Passage:
---+---

Cette journée nous permettra de souligner les zones d'ombre des projets
de directives électricité et gaz et les interrogations qu'ils
suscitent.
La fluidité et la sécurité des approvisionnements
énergétiques ainsi que la baisse des prix aux consommateurs en
sont les objectifs réels.
Mais quelles sont les garanties pour le long terme ? Comment seront
délimités les périmètres respectifs des Etats, des
régulateurs et des acteurs du marché ? Comment assurer la
construction de nouvelles infrastructures ? Comment définir, garantir et
financer les missions de service public ? Enfin, selon quelles modalités
conviendra-t-il de faire évoluer les statuts de nos grandes entreprises
publiques, afin qu'elles puissent nouer les partenariats industriels
indispensables si elles veulent rester « dans la cour des
grands » ? La question du financement des retraites des
personnels d'EDF et de GDF doit également être posée en
termes clairs.

---+---

Matériel fourni:
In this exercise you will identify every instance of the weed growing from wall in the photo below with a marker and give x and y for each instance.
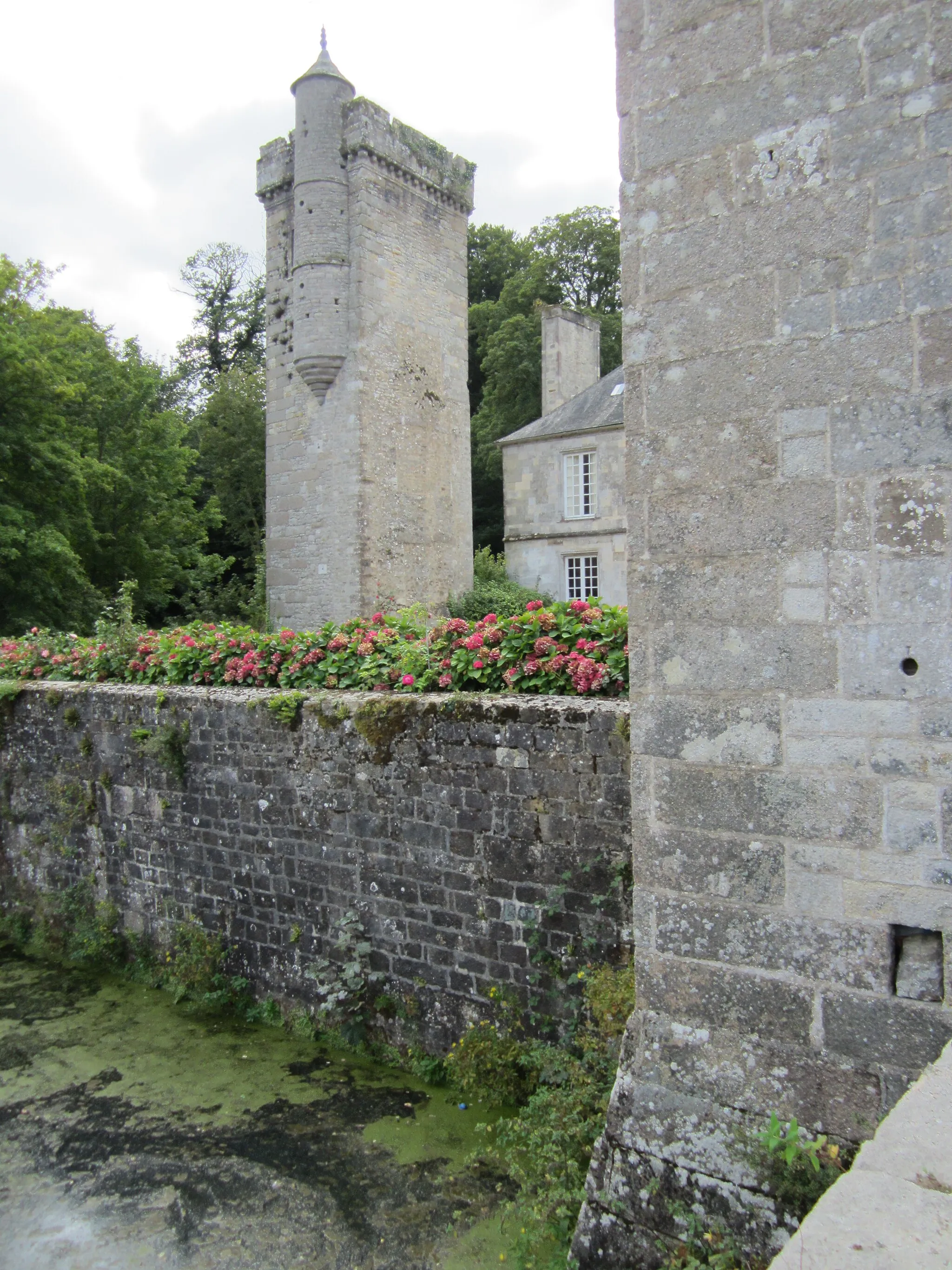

---+---

Travail à faire:
- 1) Selon le passage, les retraites de quels personnels posent une question de financement ?
- 2) Actualisez le passage en le recopiant à partir de « La fluidité et » jusqu'à « termes clairs. », et substituez « coopérations industrielles » à « partenariats industriels ».

Corrigé:
- 1) Les personnels d'EDF et de GDF.

- 2)
La fluidité et la sécurité des approvisionnements
énergétiques ainsi que la baisse des prix aux consommateurs en
sont les objectifs réels.
Mais quelles sont les garanties pour le long terme ? Comment seront
délimités les périmètres respectifs des Etats, des
régulateurs et des acteurs du marché ? Comment assurer la
construction de nouvelles infrastructures ? Comment définir, garantir et
financer les missions de service public ? Enfin, selon quelles modalités
conviendra-t-il de faire évoluer les statuts de nos grandes entreprises
publiques, afin qu'elles puissent nouer les coopérations industrielles
indispensables si elles veulent rester « dans la cour des
grands » ? La question du financement des retraites des
personnels d'EDF et de GDF doit également être posée en
termes clairs.